— START OF INPUT ROWS —

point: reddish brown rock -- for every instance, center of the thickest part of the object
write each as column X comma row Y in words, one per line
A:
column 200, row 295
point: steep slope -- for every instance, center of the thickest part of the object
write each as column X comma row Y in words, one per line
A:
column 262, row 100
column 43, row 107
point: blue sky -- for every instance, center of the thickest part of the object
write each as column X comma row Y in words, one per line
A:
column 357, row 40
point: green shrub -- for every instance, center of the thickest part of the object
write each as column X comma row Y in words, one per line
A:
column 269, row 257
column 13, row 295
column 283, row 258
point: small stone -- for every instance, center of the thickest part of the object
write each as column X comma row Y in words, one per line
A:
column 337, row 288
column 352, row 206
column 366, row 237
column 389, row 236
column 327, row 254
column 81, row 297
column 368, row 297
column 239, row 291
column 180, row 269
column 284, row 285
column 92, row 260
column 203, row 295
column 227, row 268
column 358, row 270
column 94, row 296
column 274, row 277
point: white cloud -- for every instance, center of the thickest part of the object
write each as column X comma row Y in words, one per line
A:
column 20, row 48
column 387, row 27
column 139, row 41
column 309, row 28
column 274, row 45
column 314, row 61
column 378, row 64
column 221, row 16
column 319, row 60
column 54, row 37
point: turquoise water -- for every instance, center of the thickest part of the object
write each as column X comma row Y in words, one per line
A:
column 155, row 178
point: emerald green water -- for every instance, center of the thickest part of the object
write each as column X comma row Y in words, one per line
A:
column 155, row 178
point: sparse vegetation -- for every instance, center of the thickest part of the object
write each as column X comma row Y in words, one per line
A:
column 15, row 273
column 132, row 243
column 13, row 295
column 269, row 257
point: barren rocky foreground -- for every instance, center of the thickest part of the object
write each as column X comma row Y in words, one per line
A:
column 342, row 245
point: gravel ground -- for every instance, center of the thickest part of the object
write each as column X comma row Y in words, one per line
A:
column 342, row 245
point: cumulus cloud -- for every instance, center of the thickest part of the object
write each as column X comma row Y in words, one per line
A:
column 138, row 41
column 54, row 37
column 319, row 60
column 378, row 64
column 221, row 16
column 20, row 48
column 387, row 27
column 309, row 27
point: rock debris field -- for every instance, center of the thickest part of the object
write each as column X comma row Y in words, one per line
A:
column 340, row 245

— END OF INPUT ROWS —

DESCRIPTION OF THE TASK: Please reproduce all of the lines above word for word, leaving nothing out and changing nothing.

FULL RESPONSE:
point: reddish brown rock -- for every instance, center of the thickest part of the object
write each as column X comma row Y in words, one per line
A:
column 200, row 295
point: steep slope -- for every instance, center of the thickest part of the object
write each as column X comma row Y in words, one per line
A:
column 262, row 100
column 43, row 107
point: blue sky -- for every instance, center of the thickest part of the object
write each as column X comma row Y in words, one per line
A:
column 357, row 40
point: green shrub -- for every instance, center of the thickest part of the object
write each as column X comma row Y in words, one per line
A:
column 269, row 257
column 13, row 295
column 283, row 258
point: small stone -- for every instance, center of the thickest part of the object
write each as column X comma row Y in words, one per line
A:
column 337, row 288
column 352, row 206
column 366, row 237
column 389, row 236
column 327, row 254
column 81, row 297
column 368, row 297
column 239, row 291
column 180, row 269
column 284, row 285
column 92, row 260
column 203, row 295
column 227, row 268
column 358, row 270
column 94, row 296
column 274, row 277
point: white cloud -- for every instance, center of the thickest part of the object
write each as column X comma row Y in words, one per line
A:
column 20, row 48
column 387, row 27
column 139, row 41
column 309, row 28
column 274, row 45
column 314, row 61
column 378, row 64
column 221, row 16
column 319, row 60
column 54, row 37
point: turquoise water -- for every instance, center of the thickest part of the object
write each as column X comma row Y in words, one per line
A:
column 155, row 178
point: emerald green water -- for every instance, center of the thickest part of the object
write each as column X comma row Y in words, one per line
A:
column 155, row 178
point: sparse vegetation -- for every instance, center of the thickest part of the object
write each as column X comma row Y in words, one per line
A:
column 15, row 273
column 132, row 243
column 13, row 295
column 269, row 257
point: barren rocky foreground -- for every instance, center of the thickest part of the object
write each as column X comma row Y in words, one per line
A:
column 342, row 245
point: gravel ground -- for every instance, center of the thickest part of the object
write each as column X comma row Y in words, one per line
A:
column 342, row 245
point: cumulus cloud -- for every instance, center of the thickest part of the object
write each as column X comma row Y in words, one per line
A:
column 138, row 41
column 54, row 37
column 319, row 60
column 378, row 64
column 221, row 16
column 20, row 48
column 387, row 27
column 309, row 27
point: rock debris field -- for every instance, center of the thickest part of the object
write each as column X comma row Y in words, one per line
A:
column 340, row 245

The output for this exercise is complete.